Exercise aim:
Rewrite the records from the line containing "Tag every instance of the blue tag" through the end of the records, replacing "fur" with "hair" and leaving everything else unchanged.

Materials provided:
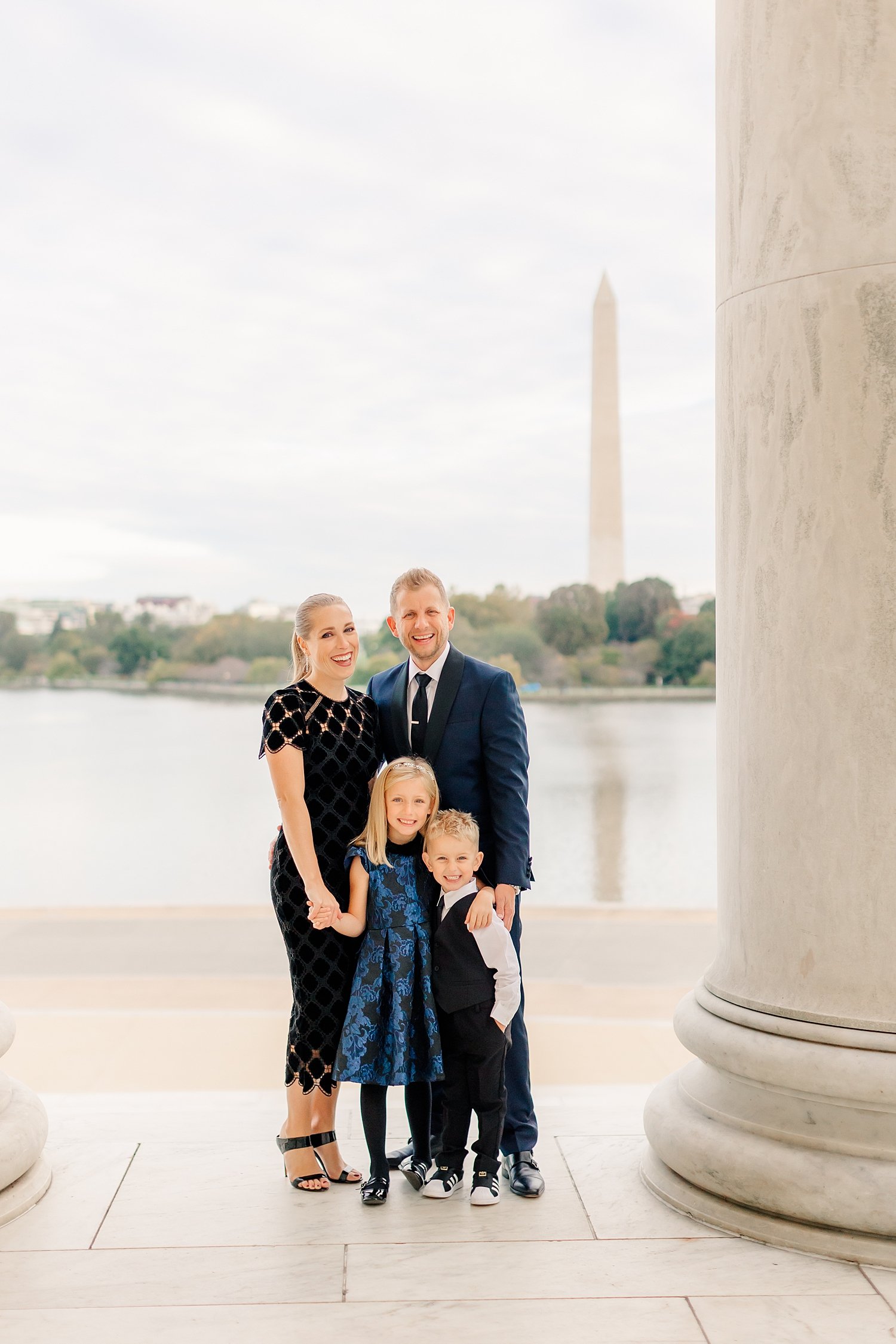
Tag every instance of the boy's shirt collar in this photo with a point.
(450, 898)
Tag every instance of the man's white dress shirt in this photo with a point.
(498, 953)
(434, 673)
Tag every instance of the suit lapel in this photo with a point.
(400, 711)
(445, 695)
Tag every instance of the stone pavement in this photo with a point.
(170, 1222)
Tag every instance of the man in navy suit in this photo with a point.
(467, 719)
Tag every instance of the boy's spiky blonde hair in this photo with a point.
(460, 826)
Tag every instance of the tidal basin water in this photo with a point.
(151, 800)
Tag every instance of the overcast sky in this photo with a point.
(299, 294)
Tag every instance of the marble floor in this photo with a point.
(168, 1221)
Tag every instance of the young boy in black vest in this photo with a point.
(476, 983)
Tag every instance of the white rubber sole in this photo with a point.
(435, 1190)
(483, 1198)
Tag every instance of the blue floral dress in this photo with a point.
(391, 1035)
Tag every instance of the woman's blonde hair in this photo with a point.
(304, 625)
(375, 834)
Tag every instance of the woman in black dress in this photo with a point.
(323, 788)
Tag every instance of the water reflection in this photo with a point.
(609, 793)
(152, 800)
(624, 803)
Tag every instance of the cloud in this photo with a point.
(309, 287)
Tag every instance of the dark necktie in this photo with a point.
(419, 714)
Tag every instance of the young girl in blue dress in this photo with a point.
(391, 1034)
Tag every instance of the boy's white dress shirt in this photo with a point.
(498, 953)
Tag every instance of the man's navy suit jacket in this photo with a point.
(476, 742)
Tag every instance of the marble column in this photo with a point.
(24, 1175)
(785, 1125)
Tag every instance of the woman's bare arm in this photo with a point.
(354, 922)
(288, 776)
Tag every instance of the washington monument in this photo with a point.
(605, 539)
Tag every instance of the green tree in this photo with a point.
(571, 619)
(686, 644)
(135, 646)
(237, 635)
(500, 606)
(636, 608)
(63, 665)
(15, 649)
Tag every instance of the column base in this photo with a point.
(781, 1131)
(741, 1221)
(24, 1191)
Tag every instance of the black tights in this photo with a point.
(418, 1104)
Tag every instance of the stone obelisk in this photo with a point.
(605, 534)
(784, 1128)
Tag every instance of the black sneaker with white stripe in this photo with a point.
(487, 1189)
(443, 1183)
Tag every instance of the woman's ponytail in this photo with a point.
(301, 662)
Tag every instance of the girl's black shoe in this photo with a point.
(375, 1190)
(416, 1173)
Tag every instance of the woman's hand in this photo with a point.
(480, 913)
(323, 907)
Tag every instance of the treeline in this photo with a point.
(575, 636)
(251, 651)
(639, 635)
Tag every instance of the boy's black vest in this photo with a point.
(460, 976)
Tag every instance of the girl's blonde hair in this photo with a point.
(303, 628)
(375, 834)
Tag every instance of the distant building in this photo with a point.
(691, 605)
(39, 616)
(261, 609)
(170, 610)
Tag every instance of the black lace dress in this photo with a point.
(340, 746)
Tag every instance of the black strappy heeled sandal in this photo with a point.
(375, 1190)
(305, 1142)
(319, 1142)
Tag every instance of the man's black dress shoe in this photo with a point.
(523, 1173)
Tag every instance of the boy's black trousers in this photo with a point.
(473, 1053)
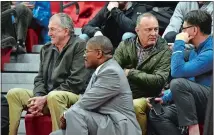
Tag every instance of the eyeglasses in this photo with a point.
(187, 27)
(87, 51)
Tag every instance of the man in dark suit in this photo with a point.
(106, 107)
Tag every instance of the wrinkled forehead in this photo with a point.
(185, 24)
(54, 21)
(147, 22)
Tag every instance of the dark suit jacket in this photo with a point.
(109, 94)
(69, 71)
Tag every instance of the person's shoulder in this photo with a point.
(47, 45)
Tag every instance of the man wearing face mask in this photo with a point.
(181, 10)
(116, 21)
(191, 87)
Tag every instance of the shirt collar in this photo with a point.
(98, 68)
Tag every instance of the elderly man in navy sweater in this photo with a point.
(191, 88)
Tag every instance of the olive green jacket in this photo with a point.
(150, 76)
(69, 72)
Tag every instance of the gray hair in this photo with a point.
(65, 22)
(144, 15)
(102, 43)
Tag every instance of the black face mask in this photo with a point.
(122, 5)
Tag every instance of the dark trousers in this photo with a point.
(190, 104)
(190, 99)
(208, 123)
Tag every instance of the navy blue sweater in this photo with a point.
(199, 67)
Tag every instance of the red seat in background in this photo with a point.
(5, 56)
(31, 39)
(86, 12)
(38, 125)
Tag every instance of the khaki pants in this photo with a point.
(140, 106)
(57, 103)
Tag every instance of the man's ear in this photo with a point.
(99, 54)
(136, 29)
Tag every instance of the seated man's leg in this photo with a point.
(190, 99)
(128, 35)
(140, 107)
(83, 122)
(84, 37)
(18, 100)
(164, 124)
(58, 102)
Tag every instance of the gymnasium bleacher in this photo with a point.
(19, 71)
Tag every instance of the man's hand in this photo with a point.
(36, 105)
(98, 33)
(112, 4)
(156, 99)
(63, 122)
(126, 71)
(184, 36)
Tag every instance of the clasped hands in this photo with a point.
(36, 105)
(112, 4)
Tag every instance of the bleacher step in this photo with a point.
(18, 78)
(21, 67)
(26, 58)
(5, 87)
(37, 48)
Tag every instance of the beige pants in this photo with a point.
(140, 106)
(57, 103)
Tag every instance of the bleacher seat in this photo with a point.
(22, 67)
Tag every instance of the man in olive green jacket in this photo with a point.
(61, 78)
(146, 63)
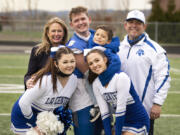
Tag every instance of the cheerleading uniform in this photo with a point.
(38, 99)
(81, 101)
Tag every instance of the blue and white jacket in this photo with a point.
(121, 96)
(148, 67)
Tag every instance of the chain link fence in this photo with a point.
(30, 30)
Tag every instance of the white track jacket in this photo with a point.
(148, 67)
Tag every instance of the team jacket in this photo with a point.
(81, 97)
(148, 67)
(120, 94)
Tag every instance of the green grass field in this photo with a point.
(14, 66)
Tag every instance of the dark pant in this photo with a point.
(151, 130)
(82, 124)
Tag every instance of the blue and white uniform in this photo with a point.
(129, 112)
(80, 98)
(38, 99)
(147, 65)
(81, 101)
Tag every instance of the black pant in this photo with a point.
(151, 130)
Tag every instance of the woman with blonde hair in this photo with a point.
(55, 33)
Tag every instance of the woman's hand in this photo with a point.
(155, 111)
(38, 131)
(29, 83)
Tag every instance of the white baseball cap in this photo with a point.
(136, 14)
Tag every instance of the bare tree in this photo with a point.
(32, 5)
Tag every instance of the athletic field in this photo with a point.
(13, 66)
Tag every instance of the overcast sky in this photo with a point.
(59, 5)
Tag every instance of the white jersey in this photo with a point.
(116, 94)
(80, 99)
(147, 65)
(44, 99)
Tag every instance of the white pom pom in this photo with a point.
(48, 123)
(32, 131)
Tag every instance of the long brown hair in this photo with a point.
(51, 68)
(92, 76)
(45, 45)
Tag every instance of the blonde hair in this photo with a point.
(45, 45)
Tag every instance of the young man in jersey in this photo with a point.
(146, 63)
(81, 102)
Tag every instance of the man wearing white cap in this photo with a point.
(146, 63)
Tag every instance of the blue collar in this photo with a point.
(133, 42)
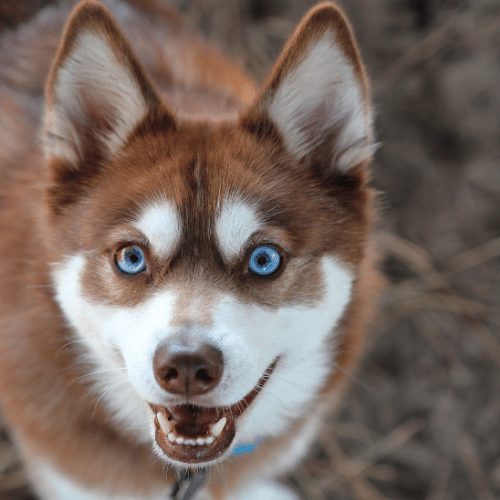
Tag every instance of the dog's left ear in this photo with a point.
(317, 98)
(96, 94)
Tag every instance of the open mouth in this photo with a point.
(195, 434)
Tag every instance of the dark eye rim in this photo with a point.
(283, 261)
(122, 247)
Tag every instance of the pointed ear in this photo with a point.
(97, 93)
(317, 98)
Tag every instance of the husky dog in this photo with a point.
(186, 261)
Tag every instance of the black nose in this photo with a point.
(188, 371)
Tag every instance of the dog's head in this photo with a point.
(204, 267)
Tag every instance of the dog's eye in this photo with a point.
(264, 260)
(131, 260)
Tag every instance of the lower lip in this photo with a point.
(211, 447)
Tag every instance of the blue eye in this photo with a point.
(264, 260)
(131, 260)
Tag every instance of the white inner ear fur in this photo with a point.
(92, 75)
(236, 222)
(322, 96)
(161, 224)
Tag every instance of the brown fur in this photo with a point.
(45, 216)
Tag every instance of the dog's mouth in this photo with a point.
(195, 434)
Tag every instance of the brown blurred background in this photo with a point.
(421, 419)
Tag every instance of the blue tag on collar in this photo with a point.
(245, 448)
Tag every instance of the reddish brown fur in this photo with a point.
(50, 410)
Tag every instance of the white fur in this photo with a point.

Correct result:
Tag every instance of the blue tag on collar in this photo with a point.
(245, 448)
Tag every instance of the reddish brown hair in this photo with a point.
(50, 410)
Tag every instance of the white hair in this photo with a point.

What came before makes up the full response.